▸ Material for the task
%%

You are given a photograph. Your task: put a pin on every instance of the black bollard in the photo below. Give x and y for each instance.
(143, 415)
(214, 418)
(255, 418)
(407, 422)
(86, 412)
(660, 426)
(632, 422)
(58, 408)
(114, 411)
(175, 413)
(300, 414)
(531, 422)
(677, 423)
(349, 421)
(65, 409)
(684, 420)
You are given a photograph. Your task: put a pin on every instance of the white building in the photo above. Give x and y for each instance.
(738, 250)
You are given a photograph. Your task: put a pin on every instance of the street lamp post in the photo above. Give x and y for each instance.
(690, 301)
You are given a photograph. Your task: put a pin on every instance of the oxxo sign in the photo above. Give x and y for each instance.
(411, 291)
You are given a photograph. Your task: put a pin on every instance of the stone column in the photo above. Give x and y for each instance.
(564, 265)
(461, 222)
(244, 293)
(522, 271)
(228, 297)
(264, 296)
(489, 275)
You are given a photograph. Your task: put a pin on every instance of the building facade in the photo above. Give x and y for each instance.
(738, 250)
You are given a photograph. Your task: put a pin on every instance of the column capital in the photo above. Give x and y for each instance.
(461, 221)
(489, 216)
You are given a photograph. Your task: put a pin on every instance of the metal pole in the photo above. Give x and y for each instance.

%%

▸ Task requirements
Rewrite the records from the line containing "of the stone" through the end of the records, swapping every "pin" for "marker" and keeping everything else the same.

▸ Correct response
You are given a photograph. Your task: put a marker on every instance of the stone column in the photo above. Give x and y for each instance.
(564, 265)
(461, 222)
(244, 293)
(522, 271)
(228, 297)
(264, 296)
(489, 275)
You are given a photograph. Your task: put a marker on every instance of the building facade in the photo above. Give x and y for each instance.
(738, 250)
You are given a photograph. Your task: put a marker on every instance of the column capital in the photo above. Give x and y for each instance.
(461, 221)
(489, 216)
You are given a photograph. Your task: put a marker on every instance of the metal pole in the photo above. Give x and y for each instance.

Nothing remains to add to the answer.